What to do: Every line of the entries that holds the word "along" is to be copied.

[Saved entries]
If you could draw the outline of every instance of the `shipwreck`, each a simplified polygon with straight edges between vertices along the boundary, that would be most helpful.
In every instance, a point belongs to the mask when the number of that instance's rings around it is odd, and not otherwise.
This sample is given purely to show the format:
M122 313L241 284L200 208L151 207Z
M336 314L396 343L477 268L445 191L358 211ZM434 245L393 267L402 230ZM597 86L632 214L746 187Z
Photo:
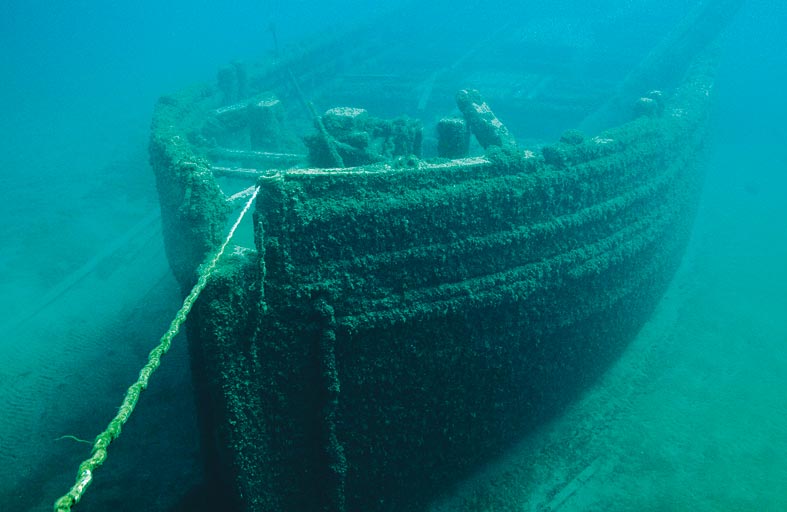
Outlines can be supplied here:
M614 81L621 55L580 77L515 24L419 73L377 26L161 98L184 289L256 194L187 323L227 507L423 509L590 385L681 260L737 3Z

...

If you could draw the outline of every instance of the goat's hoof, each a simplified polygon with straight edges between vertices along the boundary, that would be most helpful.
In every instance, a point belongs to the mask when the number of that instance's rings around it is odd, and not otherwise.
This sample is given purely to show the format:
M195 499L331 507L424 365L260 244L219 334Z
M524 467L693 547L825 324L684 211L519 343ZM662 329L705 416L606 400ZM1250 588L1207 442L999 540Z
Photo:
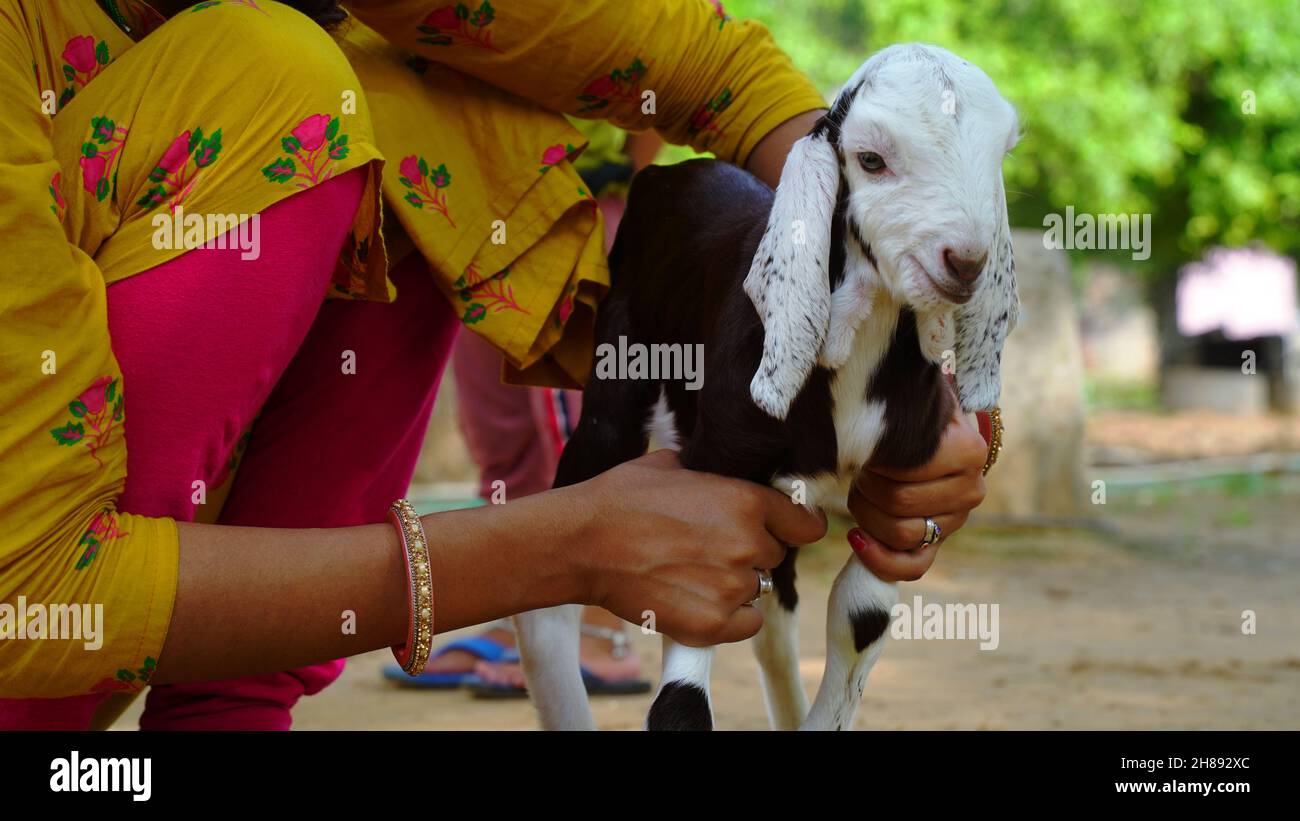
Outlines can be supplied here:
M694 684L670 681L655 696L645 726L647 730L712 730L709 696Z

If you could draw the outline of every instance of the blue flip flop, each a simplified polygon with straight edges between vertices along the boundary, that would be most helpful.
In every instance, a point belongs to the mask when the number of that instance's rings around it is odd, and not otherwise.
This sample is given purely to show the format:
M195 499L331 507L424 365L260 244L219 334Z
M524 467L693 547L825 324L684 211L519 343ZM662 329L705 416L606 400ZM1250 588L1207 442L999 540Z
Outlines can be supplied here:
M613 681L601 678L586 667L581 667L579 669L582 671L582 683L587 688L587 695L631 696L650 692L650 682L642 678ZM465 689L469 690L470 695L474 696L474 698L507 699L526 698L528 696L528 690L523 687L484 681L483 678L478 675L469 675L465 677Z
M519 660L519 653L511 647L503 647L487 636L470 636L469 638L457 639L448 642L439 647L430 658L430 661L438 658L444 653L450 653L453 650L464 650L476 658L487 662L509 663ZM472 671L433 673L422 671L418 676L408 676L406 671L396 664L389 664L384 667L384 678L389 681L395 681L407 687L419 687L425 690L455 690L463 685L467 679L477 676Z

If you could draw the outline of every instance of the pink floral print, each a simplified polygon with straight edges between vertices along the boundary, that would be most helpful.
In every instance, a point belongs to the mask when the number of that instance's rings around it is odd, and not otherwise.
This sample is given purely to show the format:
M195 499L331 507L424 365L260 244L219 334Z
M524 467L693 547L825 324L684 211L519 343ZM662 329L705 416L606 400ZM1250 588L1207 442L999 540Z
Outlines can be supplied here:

Reply:
If you could draw the outline of every instance of the `shipwreck`, each a simplified polygon with straight edges between vertices along the boundary, that would be most helpful.
If you could draw the outline of every instance of the goat's hoof, each a simplified polygon with straight edges between vertices along the boundary, that would be most helpful.
If you could draw the outline of every instance of the blue flip flop, each a simplified polygon with straight edges between vertices along the boundary, that would be most helpful.
If you could draw the outline of every instance of the pink floral print, each a simplified polygon with straight edges between vertices along the boundary, that would be most helpful.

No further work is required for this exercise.